# Halfords HP1400 pressure washer - any good?



## Chris CPT (Dec 16, 2009)

What do you guys think of this?
It's reduced from £70 to £33. 
I don't do any serious amount of work and it comes with a foam applicator too.
http://www.halfords.com/webapp/wcs/...rtNumber=824136&storeId=10001&ddkey=ClickInfo


----------



## Guest (Dec 30, 2009)

ihave one pretty good binned the foam bottle and bought one from CYC with the kew/alto fittings :thumb:


----------



## Chris CPT (Dec 16, 2009)

swiftjon said:


> ihave one pretty good binned the foam bottle and bought one from CYC with the kew/alto fittings :thumb:


Cool. Is yours the same model exactly? Want to get the right fitting first time if I get one.

Cheers.


----------



## millns84 (Jul 5, 2009)

For just a few quid more you could get an entry level nilfisk which I'm guessing would be much better.


----------



## Chris CPT (Dec 16, 2009)

millns84 said:


> For just a few quid more you could get an entry level nilfisk which I'm guessing would be much better.


Thanks for that. Where's the best place to get one?


----------



## -Kev- (Oct 30, 2007)

http://www.worldofpower.co.uk/brands/Nilfisk/Pressure-Washers/b1707/sc1580/p192.aspx


----------



## Chris CPT (Dec 16, 2009)

-Kev- said:


> http://www.worldofpower.co.uk/brands/Nilfisk/Pressure-Washers/b1707/sc1580/p192.aspx


Can you get a foam bottle from CYC to fit this model though?
Looks like a good buy btw:thumb:


----------



## -Kev- (Oct 30, 2007)

yep, any foam lance will fit with a kew/alto fitting 

CYC foam lance on my c120


----------



## AliBailey88 (Oct 13, 2009)

karcher jobby £29.99 at b and q

http://www.diy.com/diy/jsp/bq/nav.j...refview=search&ts=1262211381551&isSearch=true


----------



## alexf (May 23, 2009)

=== PROBLEMS ===
A – In the pressure washer thread, what price was the Halfords HP1400 reduced to?
B – Can you reproduce the records starting at the line that contains "Mark the region of every instance of the <item>green" and ending at the end of the records, renaming "foliage" to "vegetation" and keeping everything else unchanged?
The thread about the pressure washer has no connection to the records that follow it.

=== MATERIAL PROVIDED ===
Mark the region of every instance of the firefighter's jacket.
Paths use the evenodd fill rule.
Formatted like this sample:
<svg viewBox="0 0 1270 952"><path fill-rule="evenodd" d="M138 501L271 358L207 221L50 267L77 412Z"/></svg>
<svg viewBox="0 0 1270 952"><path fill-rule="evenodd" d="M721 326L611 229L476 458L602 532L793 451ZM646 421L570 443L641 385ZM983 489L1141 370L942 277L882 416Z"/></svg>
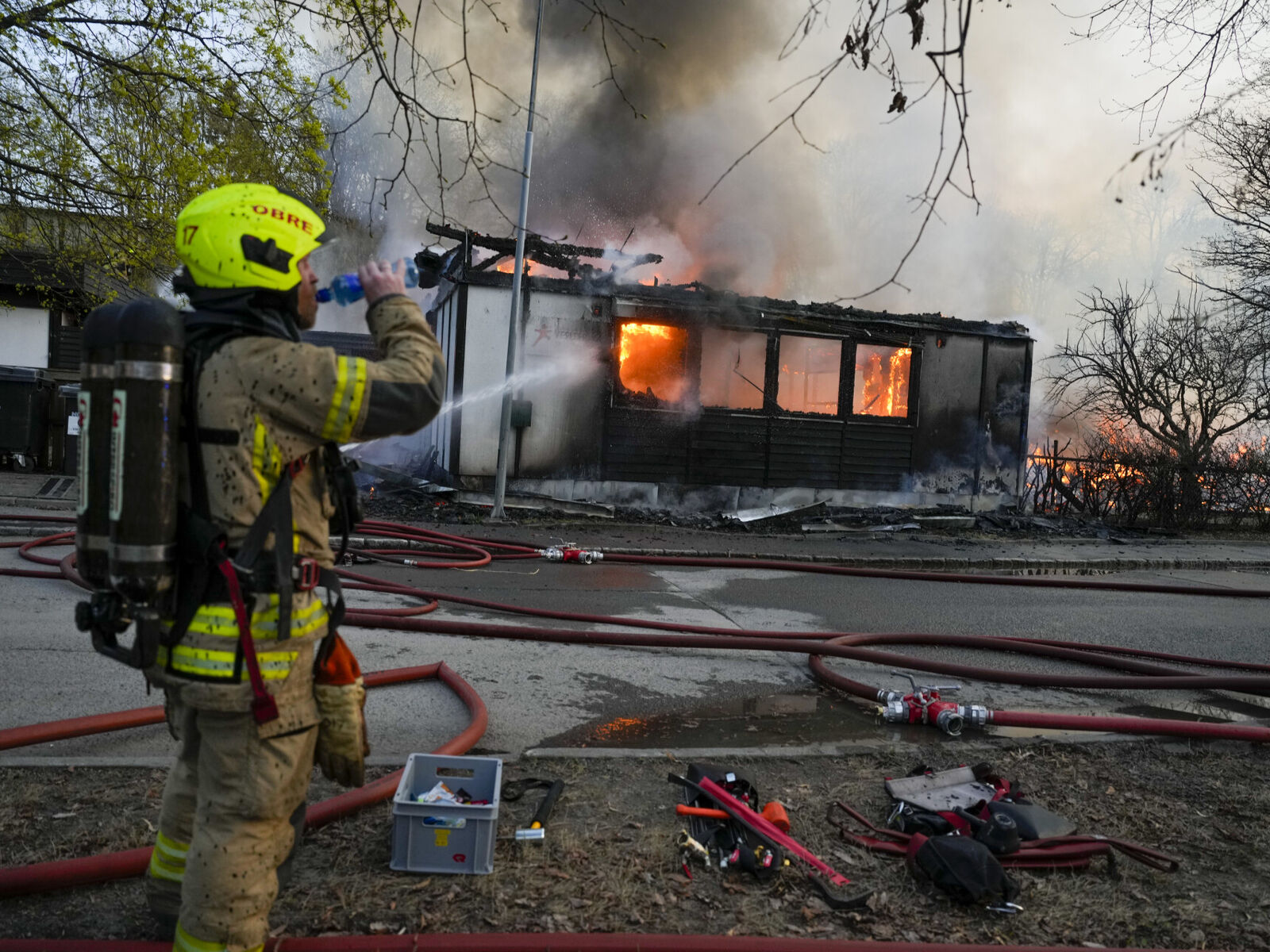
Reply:
<svg viewBox="0 0 1270 952"><path fill-rule="evenodd" d="M331 567L328 520L335 505L323 468L323 444L413 433L436 416L446 371L418 305L401 294L381 298L371 306L367 324L385 354L382 360L253 335L229 340L204 363L198 380L199 433L224 434L199 444L207 503L231 553L283 467L304 461L298 471L292 467L295 555ZM267 550L272 545L271 536ZM314 649L326 632L328 618L321 589L292 594L290 632L277 630L276 594L258 594L248 607L254 609L251 637L260 673L279 710L262 736L316 724ZM246 711L251 687L237 638L232 607L203 604L184 637L171 649L160 647L157 664L146 674L163 688L179 691L182 702L192 707Z"/></svg>

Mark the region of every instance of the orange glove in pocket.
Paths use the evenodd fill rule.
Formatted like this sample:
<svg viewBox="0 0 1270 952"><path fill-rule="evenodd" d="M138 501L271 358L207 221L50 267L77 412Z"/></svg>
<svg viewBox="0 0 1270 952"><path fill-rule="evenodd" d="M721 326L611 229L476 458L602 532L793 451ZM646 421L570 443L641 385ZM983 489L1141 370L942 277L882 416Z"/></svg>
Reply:
<svg viewBox="0 0 1270 952"><path fill-rule="evenodd" d="M314 759L323 774L343 787L366 782L366 687L362 668L344 640L330 632L314 664L314 698L321 724Z"/></svg>

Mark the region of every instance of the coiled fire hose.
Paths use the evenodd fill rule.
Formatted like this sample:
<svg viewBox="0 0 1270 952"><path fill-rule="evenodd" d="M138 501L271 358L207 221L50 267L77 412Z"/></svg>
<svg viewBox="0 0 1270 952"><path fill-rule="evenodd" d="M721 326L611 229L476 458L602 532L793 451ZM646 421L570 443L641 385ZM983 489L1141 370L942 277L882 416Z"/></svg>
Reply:
<svg viewBox="0 0 1270 952"><path fill-rule="evenodd" d="M3 520L30 520L41 523L72 522L69 518L58 517L19 517L5 515ZM359 553L384 562L396 562L413 567L464 567L474 569L488 565L494 559L535 559L542 557L542 550L533 546L513 542L499 542L486 539L471 539L460 536L422 529L418 527L401 526L396 523L367 520L358 526L361 532L381 533L385 537L395 538L408 543L427 543L436 546L434 550L420 551L418 548L368 548ZM27 542L5 542L0 547L18 547L19 555L29 561L57 566L57 571L48 570L20 570L0 569L0 575L18 575L24 578L66 579L79 585L84 583L74 571L74 555L64 559L50 559L37 555L33 550L69 545L74 533L62 532L34 538ZM464 553L467 557L447 557L447 552ZM951 581L964 584L988 585L1027 585L1039 588L1080 588L1104 589L1110 592L1142 592L1165 593L1184 595L1204 595L1217 598L1270 598L1267 590L1231 590L1206 589L1191 585L1154 585L1140 583L1105 583L1087 579L1044 579L1044 578L1012 578L1012 576L978 576L960 575L951 572L914 572L906 570L874 570L848 566L836 566L824 564L809 564L782 560L752 560L752 559L697 559L697 557L664 557L664 556L639 556L639 555L611 555L608 561L645 564L645 565L676 565L676 566L702 566L702 567L753 567L753 569L779 569L784 571L809 571L817 574L855 575L866 578L889 578L921 581ZM1226 688L1247 693L1270 696L1270 665L1252 663L1231 663L1213 659L1189 658L1182 655L1168 655L1163 652L1142 651L1133 649L1116 649L1102 645L1078 645L1073 642L1058 642L1043 638L1015 638L1015 637L988 637L988 636L936 636L922 633L826 633L826 632L762 632L738 631L735 628L718 628L710 626L676 625L671 622L632 621L629 618L616 618L602 614L587 614L575 612L558 612L552 609L530 609L518 605L472 599L466 597L447 595L443 593L425 592L423 589L404 585L400 583L375 579L351 571L340 572L347 580L349 589L363 589L377 593L410 595L420 600L419 605L389 609L352 609L345 617L349 627L376 627L395 628L404 631L420 631L428 633L455 633L475 635L483 637L516 638L530 641L551 641L566 644L589 645L620 645L620 646L668 646L668 647L695 647L735 650L753 649L763 651L798 651L808 654L812 659L812 671L818 680L832 684L867 699L881 699L888 692L879 691L867 684L853 682L834 674L824 663L826 656L847 658L856 661L870 661L885 665L902 665L911 669L922 669L940 674L958 674L982 680L996 680L1013 684L1044 684L1048 687L1078 687L1078 688ZM439 602L452 602L472 607L486 608L517 614L527 614L540 618L554 618L559 621L587 622L606 626L640 627L676 632L673 635L649 633L610 633L589 632L559 628L540 628L528 626L500 626L474 622L447 622L442 619L425 618L427 613L434 611ZM1008 651L1015 654L1057 658L1083 664L1119 669L1125 671L1121 675L1068 675L1058 677L1053 674L1031 674L1022 671L1003 671L983 669L973 665L960 665L952 663L919 660L908 655L878 651L871 645L956 645L963 647L989 649L996 651ZM1149 659L1149 660L1146 660ZM1208 668L1227 668L1240 671L1256 671L1256 674L1240 675L1200 675L1154 661L1168 661L1172 665L1193 665ZM406 674L413 671L414 674ZM428 673L423 673L428 671ZM448 678L447 678L448 673ZM485 729L485 710L475 692L455 675L443 664L415 669L396 669L395 671L382 671L367 677L367 687L384 683L398 683L391 680L410 680L423 677L439 677L450 684L456 693L462 697L469 710L472 712L472 724L446 745L438 748L438 753L462 753L470 749L480 737ZM384 680L377 680L384 678ZM464 691L466 689L466 692ZM914 691L916 693L916 691ZM1176 736L1222 737L1251 741L1270 740L1270 729L1251 725L1224 725L1224 724L1193 724L1166 720L1149 720L1137 717L1090 717L1090 716L1062 716L1062 715L1036 715L1027 712L988 712L984 722L998 725L1013 724L1019 726L1048 726L1068 730L1099 730L1123 732L1149 732L1170 734ZM10 729L0 731L0 749L20 746L23 744L47 741L56 737L79 736L83 734L99 732L105 730L119 730L142 724L155 724L163 720L161 708L144 708L138 711L126 711L117 715L99 715L74 721L53 722L48 725L32 725L28 727ZM330 823L339 816L372 802L386 800L396 787L400 772L375 781L357 791L351 791L331 800L318 803L309 810L306 825L318 826ZM53 863L39 863L29 867L14 869L0 869L0 896L18 895L20 892L33 892L44 889L56 889L70 885L88 882L100 882L112 878L140 875L149 861L149 849L126 850L122 853L90 857L86 859L58 861ZM324 943L323 939L284 939L277 943L271 942L271 948L281 949L323 949L323 948L415 948L417 941L422 937L366 937L370 944L361 944L358 937L339 937L334 944ZM659 949L683 948L685 941L691 938L691 947L700 949L748 949L763 948L773 949L842 949L843 952L856 952L864 949L865 943L809 941L809 939L758 939L761 944L747 944L743 937L658 937L658 935L591 935L568 937L561 943L560 937L504 937L481 934L475 937L452 935L453 943L437 944L439 937L427 937L431 947L434 948L486 948L486 949L519 949L526 951L544 948L552 949ZM466 939L474 939L475 944L466 944ZM401 939L404 942L398 943ZM447 941L448 941L447 939ZM662 939L672 944L659 944ZM85 943L81 941L67 941L66 943L41 941L36 944L17 944L25 941L0 941L0 949L6 952L19 948L165 948L159 943ZM518 944L519 943L519 944ZM894 944L894 943L893 943ZM872 948L872 943L869 943ZM978 949L978 946L940 946L928 943L898 943L900 948L922 948L926 952L940 952L941 949ZM994 947L1011 948L1011 947ZM1043 947L1013 947L1020 952L1035 949L1041 952Z"/></svg>

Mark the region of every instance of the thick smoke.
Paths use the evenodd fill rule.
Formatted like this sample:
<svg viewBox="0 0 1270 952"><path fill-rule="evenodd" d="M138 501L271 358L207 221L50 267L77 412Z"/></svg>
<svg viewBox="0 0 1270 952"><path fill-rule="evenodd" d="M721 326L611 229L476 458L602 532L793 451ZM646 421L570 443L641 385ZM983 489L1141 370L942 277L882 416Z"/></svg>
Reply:
<svg viewBox="0 0 1270 952"><path fill-rule="evenodd" d="M460 183L447 194L447 220L500 235L512 231L521 184L514 169L525 112L509 102L527 98L536 4L513 6L508 14L497 5L505 29L484 5L467 13L476 95L483 110L500 119L483 124L493 162L484 179L457 164L464 142L442 136L441 143L451 183ZM814 149L785 126L701 202L805 95L810 84L799 80L838 51L842 18L853 4L826 6L833 17L784 60L805 0L605 4L629 24L625 30L592 18L588 6L546 4L532 231L664 254L663 265L635 273L644 279L696 278L801 301L850 297L885 282L921 220L912 195L939 149L937 91L922 102L914 85L909 112L889 116L885 80L845 65L800 114L800 131ZM433 65L453 63L461 48L461 30L451 22L457 15L447 20L437 9L455 14L457 5L423 8L420 52ZM860 303L1015 319L1057 338L1091 283L1167 277L1184 249L1195 246L1195 228L1166 234L1152 220L1160 209L1148 207L1161 204L1161 195L1182 202L1184 159L1170 169L1167 194L1107 185L1133 152L1138 129L1126 117L1109 116L1104 102L1132 100L1142 81L1124 51L1073 44L1069 27L1049 8L1002 5L977 20L966 65L982 204L947 193L906 264L904 287ZM1027 42L1017 42L1020 36ZM918 57L907 75L930 80L923 65ZM423 88L429 103L444 114L467 114L462 70L437 75L444 81ZM391 174L400 156L400 145L385 135L390 122L382 107L384 114L372 113L337 152L343 183L337 201L352 218L370 215L381 237L392 235L395 255L411 239L415 246L429 242L423 222L438 220L442 209L434 197L431 208L411 199L404 182L386 208L367 201L373 176ZM433 173L418 149L409 164L427 192Z"/></svg>

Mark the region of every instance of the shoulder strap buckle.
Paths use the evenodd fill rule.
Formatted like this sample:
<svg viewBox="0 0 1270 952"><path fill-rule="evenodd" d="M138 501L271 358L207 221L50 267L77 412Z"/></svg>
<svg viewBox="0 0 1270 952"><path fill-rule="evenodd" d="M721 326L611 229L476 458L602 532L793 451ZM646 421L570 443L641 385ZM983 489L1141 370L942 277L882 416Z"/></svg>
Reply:
<svg viewBox="0 0 1270 952"><path fill-rule="evenodd" d="M291 579L296 584L296 592L312 592L318 588L321 576L321 566L316 559L300 556L291 567Z"/></svg>

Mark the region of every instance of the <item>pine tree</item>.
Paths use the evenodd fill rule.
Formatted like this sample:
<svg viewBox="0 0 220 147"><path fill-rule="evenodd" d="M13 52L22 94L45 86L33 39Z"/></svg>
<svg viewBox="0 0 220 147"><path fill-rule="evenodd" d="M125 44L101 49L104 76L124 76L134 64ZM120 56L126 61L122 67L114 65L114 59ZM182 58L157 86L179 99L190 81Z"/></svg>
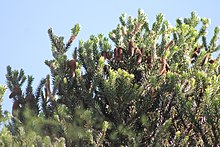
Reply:
<svg viewBox="0 0 220 147"><path fill-rule="evenodd" d="M161 13L150 27L143 10L119 20L109 38L79 41L71 59L79 24L66 44L49 29L51 73L35 92L32 76L7 67L17 145L219 145L219 27L207 43L210 21L195 12L175 27Z"/></svg>

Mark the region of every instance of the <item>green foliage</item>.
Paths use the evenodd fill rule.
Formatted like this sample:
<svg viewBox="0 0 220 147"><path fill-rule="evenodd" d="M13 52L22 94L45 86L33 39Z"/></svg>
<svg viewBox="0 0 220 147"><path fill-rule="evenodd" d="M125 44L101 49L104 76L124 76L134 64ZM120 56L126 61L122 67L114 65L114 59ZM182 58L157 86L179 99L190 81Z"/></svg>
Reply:
<svg viewBox="0 0 220 147"><path fill-rule="evenodd" d="M67 44L49 29L51 73L36 92L32 76L7 67L14 104L1 145L219 145L219 27L207 43L210 20L195 12L174 27L161 13L150 27L143 10L119 20L110 41L80 40L72 59L79 24Z"/></svg>

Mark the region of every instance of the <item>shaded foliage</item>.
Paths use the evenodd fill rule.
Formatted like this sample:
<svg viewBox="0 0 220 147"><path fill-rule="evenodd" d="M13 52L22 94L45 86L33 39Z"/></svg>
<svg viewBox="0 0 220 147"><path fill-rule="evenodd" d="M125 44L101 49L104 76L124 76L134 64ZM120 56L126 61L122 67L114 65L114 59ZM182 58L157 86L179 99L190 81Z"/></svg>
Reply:
<svg viewBox="0 0 220 147"><path fill-rule="evenodd" d="M66 44L49 29L51 73L35 92L32 76L7 67L13 117L1 144L219 145L219 27L207 43L209 19L194 12L175 27L163 14L150 27L142 10L119 20L111 41L92 35L71 59L66 53L80 26Z"/></svg>

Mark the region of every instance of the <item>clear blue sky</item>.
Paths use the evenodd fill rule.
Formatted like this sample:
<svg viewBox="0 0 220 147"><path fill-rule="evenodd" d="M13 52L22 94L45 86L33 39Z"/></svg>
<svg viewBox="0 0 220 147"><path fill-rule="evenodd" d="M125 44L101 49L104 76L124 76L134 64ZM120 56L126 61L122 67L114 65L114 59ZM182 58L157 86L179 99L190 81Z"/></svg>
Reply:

=== SOLUTIONS TO EACH TASK ===
A – It was reduced from £70 to £33.

B –
Mark the region of every instance of the <item>green vegetation</item>.
Paths use the evenodd fill rule.
Formatted like this sample:
<svg viewBox="0 0 220 147"><path fill-rule="evenodd" d="M13 52L22 94L45 86L33 39Z"/></svg>
<svg viewBox="0 0 220 147"><path fill-rule="evenodd" d="M125 44L101 49L104 76L124 76L134 64ZM120 56L126 61L122 67L114 65L114 59ZM182 58L157 86L179 99L190 81Z"/></svg>
Reply:
<svg viewBox="0 0 220 147"><path fill-rule="evenodd" d="M67 44L49 29L51 73L36 92L32 76L7 67L14 104L1 145L219 145L219 27L207 43L210 20L195 12L174 27L161 13L150 27L143 10L119 20L110 41L80 40L72 59L79 24Z"/></svg>

Mark the region of every instance of the <item>shaded vegetation</item>.
Paths use the evenodd fill rule.
Formatted like this sample:
<svg viewBox="0 0 220 147"><path fill-rule="evenodd" d="M13 52L22 94L45 86L33 39Z"/></svg>
<svg viewBox="0 0 220 147"><path fill-rule="evenodd" d="M125 44L101 49L104 76L124 76L134 64ZM120 56L126 61L122 67L114 65L114 59ZM182 58L157 86L179 99L190 81Z"/></svg>
Reply:
<svg viewBox="0 0 220 147"><path fill-rule="evenodd" d="M66 44L49 29L51 73L35 92L32 76L7 67L13 117L1 144L219 145L219 27L207 43L209 19L194 12L175 27L163 14L150 27L142 10L119 20L111 41L92 35L71 59L66 53L80 26Z"/></svg>

Mark the region of every instance of the <item>clear blue sky</item>.
Paths use the evenodd fill rule.
Formatted like this sample:
<svg viewBox="0 0 220 147"><path fill-rule="evenodd" d="M13 52L22 94L45 86L33 39Z"/></svg>
<svg viewBox="0 0 220 147"><path fill-rule="evenodd" d="M125 44L101 49L104 76L124 76L134 64ZM120 56L126 61L122 67L114 65L114 59ZM182 58L157 86L179 99L190 81Z"/></svg>
Reply:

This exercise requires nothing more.